▶ **Task to carry out**: Rewrite the entries that begin at the line containing "Given the photo above, tell me whether any building" and continue through the end of the entries, changing "park grass" to "lawn area" and leaving everything else unchanged.

▶ **Supplied material**:
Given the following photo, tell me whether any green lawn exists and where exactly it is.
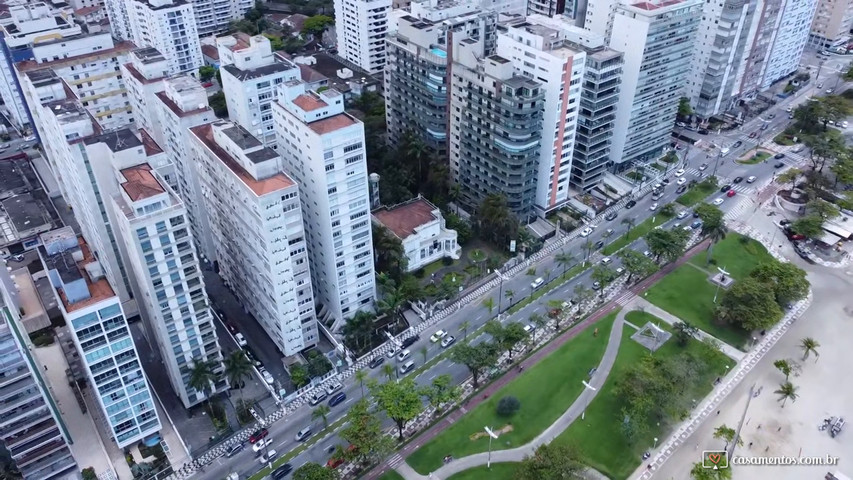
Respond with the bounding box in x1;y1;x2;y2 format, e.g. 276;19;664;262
645;233;772;349
407;312;617;475
447;463;518;480
676;182;717;207
554;323;734;480
601;212;672;255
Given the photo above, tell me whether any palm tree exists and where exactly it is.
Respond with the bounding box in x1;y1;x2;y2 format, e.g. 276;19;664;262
187;360;215;410
554;252;575;275
224;350;252;398
459;320;471;340
622;217;637;240
382;363;394;380
311;404;331;428
800;337;820;363
353;369;367;397
773;382;800;408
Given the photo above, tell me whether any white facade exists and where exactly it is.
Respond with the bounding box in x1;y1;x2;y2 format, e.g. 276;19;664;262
216;33;300;145
125;0;204;74
373;197;462;272
335;0;392;73
761;0;818;89
39;228;160;448
97;130;228;408
497;15;586;214
273;81;376;331
610;0;702;170
151;75;216;259
190;121;319;356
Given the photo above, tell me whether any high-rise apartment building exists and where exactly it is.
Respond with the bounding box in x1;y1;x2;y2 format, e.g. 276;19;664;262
84;129;228;408
273;81;376;331
125;0;204;74
216;32;300;149
151;75;216;259
497;15;586;215
384;7;497;158
39;227;160;448
761;0;818;90
610;0;702;170
685;0;763;118
809;0;853;48
190;121;318;356
0;282;80;480
335;0;392;73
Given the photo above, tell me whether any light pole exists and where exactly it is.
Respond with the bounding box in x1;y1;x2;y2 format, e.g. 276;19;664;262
483;427;498;468
581;380;598;420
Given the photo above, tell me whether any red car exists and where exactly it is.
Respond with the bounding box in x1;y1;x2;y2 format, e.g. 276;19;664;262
249;428;270;443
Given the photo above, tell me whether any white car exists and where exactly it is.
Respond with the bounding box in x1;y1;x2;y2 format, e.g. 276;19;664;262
429;330;447;343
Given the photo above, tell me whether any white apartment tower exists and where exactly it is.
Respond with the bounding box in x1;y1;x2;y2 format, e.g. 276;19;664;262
497;15;586;215
273;80;376;332
190;121;319;356
335;0;391;73
92;129;228;408
761;0;818;90
216;33;300;144
125;0;204;74
151;75;216;259
39;227;160;448
610;0;702;170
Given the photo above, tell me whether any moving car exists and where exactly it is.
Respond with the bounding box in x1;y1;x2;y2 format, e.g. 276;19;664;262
429;330;447;343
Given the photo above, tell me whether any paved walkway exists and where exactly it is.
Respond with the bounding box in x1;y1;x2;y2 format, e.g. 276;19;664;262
634;297;746;362
364;240;708;480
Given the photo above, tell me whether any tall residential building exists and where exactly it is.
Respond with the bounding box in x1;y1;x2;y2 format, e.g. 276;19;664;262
151;75;216;260
685;0;764;118
39;231;160;448
121;47;170;135
610;0;702;171
384;7;497;158
216;32;300;145
0;284;81;480
273;81;376;331
809;0;853;48
449;40;545;219
21;71;139;316
190;121;318;356
125;0;204;74
761;0;818;90
497;15;586;215
0;3;133;134
335;0;391;73
84;129;228;408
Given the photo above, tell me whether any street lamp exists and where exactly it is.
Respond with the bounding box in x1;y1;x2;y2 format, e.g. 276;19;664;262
483;427;498;468
581;380;598;420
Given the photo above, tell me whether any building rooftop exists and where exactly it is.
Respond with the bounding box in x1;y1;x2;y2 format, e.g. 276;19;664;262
221;62;296;82
121;163;166;202
373;197;438;240
308;113;358;135
190;124;296;196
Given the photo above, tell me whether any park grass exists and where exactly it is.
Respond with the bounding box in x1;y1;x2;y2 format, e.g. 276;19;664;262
447;462;518;480
675;182;717;207
601;212;672;255
407;311;618;475
554;322;734;479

▶ **Solution to this problem**:
Given the photo above, tell me whether any building rooftop exists and where exactly it is.
Respond with the bounding box in x1;y1;x2;y2 format, e.g. 276;19;664;262
221;62;296;82
121;163;166;202
373;197;438;240
308;113;358;135
190;124;296;196
Given the photo above, tell me whether any lawn area exists and where exactly it is.
Respond with the bounding box in x1;y1;x2;y2 format, e.g. 276;19;664;262
447;462;518;480
675;182;717;207
601;212;672;255
407;311;618;475
554;322;734;479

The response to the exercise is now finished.